▸ Problem: Write out, word for word, only the lines from the one containing "point: man wearing green beret" through the final line of the data.

#### Task inputs ####

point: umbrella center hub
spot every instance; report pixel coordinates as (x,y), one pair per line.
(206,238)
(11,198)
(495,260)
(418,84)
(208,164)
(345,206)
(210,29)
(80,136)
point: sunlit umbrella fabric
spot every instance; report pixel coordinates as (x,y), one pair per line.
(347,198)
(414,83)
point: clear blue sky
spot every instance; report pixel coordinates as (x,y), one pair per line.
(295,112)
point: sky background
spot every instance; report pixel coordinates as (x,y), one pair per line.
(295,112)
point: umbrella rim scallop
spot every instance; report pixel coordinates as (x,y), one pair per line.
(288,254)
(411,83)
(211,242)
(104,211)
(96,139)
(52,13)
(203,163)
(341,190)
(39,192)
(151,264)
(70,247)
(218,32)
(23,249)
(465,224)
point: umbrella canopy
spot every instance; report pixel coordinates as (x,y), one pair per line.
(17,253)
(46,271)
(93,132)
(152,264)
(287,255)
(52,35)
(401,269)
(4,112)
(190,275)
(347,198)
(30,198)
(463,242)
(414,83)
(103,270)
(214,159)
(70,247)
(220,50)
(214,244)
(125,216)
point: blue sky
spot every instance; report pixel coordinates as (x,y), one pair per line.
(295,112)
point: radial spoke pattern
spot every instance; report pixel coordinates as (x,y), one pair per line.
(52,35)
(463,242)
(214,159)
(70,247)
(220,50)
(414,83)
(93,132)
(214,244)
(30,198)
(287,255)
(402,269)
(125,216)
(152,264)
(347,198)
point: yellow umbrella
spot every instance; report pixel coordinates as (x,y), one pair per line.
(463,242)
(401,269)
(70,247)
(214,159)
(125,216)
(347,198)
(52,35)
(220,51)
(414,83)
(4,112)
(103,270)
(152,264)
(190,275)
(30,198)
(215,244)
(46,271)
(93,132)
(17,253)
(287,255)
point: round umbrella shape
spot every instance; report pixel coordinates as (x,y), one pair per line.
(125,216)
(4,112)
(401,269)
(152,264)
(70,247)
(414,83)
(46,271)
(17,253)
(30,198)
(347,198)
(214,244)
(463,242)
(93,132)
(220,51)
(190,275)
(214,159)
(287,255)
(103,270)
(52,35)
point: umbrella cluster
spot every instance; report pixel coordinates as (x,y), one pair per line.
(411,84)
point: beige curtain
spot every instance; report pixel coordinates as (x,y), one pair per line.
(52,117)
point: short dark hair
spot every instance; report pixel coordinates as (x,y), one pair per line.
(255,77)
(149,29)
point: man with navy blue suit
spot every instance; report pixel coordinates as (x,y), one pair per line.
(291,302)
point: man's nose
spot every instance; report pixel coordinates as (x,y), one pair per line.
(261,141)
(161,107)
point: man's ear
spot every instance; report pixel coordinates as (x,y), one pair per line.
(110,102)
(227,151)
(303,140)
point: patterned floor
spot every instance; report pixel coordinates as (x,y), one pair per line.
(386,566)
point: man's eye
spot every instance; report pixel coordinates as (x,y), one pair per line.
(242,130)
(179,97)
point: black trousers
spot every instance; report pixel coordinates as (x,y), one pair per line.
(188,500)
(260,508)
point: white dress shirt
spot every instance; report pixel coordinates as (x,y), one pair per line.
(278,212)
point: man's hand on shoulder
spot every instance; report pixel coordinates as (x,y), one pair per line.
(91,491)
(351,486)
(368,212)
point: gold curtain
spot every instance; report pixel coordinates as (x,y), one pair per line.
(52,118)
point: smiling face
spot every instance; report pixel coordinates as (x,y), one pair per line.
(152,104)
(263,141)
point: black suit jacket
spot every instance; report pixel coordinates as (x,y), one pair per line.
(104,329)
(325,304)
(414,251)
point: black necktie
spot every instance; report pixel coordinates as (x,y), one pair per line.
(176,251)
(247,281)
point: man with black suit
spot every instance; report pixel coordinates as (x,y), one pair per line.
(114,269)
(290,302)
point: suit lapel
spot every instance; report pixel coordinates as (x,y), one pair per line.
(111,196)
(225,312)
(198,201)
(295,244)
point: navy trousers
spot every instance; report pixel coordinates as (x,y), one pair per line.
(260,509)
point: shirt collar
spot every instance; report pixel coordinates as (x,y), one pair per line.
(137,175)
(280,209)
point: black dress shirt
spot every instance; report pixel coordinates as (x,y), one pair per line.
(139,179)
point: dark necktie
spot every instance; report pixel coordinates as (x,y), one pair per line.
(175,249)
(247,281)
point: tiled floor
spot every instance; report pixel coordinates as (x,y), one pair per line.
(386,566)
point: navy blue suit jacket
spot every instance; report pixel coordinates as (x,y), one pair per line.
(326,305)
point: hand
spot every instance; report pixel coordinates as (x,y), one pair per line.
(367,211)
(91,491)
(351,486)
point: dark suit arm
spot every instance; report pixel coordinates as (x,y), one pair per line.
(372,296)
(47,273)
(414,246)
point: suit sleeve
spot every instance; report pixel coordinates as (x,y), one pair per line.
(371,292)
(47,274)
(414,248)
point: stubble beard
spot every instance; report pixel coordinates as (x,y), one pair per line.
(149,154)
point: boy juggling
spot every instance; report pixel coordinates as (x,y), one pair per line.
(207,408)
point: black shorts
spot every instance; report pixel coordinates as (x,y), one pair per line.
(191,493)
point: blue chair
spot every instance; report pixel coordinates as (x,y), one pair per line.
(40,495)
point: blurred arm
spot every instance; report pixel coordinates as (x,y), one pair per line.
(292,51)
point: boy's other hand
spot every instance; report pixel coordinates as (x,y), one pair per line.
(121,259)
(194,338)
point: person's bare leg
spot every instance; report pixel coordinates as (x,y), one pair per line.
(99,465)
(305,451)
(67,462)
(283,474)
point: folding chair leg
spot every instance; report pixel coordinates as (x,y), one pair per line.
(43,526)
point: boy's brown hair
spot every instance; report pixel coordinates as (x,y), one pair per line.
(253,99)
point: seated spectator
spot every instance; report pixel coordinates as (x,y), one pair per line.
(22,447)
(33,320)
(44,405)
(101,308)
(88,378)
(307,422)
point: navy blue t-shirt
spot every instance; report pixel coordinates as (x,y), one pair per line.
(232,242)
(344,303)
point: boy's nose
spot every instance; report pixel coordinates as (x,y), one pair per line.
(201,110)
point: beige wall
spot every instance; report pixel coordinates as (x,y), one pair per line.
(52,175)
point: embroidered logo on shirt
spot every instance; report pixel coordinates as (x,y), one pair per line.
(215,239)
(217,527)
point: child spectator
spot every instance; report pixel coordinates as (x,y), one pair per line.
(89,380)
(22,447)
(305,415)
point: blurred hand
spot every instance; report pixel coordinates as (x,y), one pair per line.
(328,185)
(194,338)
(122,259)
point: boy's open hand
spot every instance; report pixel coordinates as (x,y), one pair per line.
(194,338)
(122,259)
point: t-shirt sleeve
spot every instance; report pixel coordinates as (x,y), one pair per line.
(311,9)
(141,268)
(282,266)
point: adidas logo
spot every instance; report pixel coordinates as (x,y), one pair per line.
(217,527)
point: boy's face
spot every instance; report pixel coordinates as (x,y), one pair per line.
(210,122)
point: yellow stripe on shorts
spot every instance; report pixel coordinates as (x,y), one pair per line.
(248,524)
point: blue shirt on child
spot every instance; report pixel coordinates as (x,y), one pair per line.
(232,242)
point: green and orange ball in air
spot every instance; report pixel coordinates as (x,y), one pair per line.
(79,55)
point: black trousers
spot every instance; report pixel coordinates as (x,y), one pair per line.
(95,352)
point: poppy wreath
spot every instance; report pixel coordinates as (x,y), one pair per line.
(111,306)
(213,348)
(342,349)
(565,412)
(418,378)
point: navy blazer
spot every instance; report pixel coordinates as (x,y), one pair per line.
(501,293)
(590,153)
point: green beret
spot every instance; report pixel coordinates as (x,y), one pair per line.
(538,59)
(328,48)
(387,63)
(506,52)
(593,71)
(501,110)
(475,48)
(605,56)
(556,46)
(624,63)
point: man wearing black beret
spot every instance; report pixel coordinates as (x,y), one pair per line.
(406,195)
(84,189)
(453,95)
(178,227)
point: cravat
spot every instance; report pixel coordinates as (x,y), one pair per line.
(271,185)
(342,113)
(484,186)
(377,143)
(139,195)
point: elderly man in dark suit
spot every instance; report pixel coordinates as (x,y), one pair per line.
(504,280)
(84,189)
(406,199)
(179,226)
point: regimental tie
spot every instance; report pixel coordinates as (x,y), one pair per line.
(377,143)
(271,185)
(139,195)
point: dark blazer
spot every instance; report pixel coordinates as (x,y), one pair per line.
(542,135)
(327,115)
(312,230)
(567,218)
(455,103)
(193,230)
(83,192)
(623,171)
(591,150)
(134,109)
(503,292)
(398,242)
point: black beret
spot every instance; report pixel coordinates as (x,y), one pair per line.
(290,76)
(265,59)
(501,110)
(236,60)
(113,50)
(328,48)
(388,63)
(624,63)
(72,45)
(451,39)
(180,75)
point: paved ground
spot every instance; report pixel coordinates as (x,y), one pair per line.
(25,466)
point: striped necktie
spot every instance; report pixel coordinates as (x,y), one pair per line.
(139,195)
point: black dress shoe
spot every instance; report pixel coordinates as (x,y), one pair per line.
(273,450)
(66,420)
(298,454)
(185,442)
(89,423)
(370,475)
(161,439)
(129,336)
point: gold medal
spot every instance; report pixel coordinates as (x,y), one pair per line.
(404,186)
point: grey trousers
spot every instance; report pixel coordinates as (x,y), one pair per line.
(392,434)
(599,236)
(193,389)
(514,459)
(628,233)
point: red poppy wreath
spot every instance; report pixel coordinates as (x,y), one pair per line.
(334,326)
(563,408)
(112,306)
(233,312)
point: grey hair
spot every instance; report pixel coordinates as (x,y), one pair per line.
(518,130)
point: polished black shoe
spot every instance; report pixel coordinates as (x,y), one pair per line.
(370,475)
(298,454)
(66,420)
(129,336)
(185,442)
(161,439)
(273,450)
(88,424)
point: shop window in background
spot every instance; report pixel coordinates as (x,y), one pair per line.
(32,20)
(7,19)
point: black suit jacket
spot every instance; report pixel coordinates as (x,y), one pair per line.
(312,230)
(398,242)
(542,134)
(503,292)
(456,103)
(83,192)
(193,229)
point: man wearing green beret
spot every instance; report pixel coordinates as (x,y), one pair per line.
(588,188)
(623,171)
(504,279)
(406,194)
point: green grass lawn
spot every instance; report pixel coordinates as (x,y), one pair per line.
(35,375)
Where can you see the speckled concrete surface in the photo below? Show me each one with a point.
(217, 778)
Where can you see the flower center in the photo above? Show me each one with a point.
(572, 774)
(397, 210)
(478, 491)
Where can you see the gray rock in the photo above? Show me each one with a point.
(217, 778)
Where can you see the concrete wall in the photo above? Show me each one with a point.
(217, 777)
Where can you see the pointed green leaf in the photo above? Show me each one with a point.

####

▸ Answer to this problem:
point: man wearing green beret
spot every instance; report pixel coordinates as (x,y), one pair per line.
(588,188)
(623,171)
(504,279)
(406,194)
point: green grass lawn
spot every instance; report pixel coordinates as (x,y), one pair per line.
(35,375)
Where can you see the speckled concrete surface in the photo below? Show me each one with a point.
(217, 778)
Where can you see the flower center in the photo above? Show me each one with a point.
(572, 774)
(397, 210)
(478, 491)
Where can you see the gray rock in the photo above? Show me each one with a point.
(217, 778)
Where can you see the concrete wall in the photo above? Show me each one with a point.
(217, 777)
Where can you see the pointed green leaf in the photo above? Show me each one with a point.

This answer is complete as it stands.